Start Excerpted text

Bombora Topic Interest Datasets

Explaining Bombora topic interest score datasets.

0. Surge vs Interest?

As a matter of clarification, topic surge as a product is generated from topic interest models. In technical discussions, we'll refer to both the product and the models by the latter, providing a conceptually more meaningful mapping. Bombora's user-facing topic interest scores (and the origin of the data you currently have) are currently generated from a 3rd party topic interest model and service. As mentioned previously, we are also are developing an internal topic interest model.

1. End User Datasets (Overview)

In general, down the topic interest line, there exists primarily three datasets that are consumed by end users (ordering from raw to aggregate):

  1. Firehose (FH): the raw content consumption data, which contains event level resolution. Size is thousands of GBs/week, only a handful of clients actually consume this data. Bombora Data Science team refers to this as the raw event data.

End Excerpted text
Start Dataset section

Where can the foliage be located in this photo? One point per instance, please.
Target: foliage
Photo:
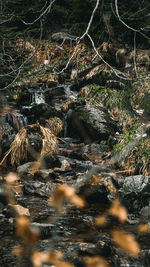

End Dataset section

▶ **Problems to work on**
**1.** In the Bombora topic interest text, what weekly size is given for the Firehose dataset?
**2.** Take the Bombora topic interest text further, starting right after its last sentence.

▶ **Answers to the problems**
**1.** Thousands of GBs per week.

**2.**
  2. All Domains All Topic (ADAT): an aggregate topic interest score on keys of interest in the Firehose data. Size is tens of GBs/week. Bombora Data Science team refers to this as the topic interest score data.

  3. Master Surge (MS): A filtering and transformation of the ADAT dataset to consider only those topic keys whose scores meet some surge score criteria (explained below). Size is GBs/week. Bombora Data Science team refer to this as surging topic interest score data.

While dataset naming convention might be a little confusing, the simple explanation is that the topic interest model ingests Firehose data, and outputs both the ADAT and MasterSurge.

2. End User Dataset (Details)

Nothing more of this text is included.